THE TASK
In the listing below, find every line containing "fence" and copy it out.

DATA EXTRACTS
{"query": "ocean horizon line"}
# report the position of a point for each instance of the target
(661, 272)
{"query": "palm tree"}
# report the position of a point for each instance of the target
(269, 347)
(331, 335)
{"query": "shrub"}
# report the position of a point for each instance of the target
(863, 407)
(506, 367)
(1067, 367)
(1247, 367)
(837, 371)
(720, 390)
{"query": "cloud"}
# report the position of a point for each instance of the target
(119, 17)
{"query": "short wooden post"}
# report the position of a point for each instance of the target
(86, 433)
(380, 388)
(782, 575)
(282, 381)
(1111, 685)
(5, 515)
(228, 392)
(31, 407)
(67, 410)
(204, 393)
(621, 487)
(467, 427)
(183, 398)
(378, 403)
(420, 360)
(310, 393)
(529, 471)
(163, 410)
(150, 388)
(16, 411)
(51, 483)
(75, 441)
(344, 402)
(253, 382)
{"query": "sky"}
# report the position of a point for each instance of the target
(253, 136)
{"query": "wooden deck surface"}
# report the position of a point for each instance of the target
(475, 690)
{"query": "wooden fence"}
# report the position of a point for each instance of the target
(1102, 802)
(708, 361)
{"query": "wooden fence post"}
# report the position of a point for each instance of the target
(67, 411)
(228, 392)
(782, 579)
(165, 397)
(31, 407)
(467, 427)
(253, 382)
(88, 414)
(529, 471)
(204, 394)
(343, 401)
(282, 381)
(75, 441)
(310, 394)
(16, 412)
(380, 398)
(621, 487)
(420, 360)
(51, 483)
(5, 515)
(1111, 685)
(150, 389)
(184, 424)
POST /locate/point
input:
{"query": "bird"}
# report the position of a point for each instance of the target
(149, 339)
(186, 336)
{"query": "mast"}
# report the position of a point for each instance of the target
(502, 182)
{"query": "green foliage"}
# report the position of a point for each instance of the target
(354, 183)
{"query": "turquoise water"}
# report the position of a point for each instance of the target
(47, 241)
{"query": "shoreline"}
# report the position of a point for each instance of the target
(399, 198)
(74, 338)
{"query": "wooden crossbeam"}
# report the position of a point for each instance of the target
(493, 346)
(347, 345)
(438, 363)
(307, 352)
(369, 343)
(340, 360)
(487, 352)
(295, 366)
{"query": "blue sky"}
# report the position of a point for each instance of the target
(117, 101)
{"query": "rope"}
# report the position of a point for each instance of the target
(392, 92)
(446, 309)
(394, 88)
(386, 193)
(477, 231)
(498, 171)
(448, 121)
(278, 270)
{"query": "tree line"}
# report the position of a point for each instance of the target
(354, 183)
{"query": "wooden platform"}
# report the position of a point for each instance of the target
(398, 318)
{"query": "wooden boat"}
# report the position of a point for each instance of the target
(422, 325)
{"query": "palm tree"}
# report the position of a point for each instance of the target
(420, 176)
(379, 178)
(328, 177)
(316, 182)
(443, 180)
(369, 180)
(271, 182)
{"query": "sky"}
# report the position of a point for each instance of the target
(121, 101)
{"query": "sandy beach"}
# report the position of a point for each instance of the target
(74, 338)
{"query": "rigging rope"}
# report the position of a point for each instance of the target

ANSWER TO THIS TASK
{"query": "wooden fence"}
{"query": "wooden fence post"}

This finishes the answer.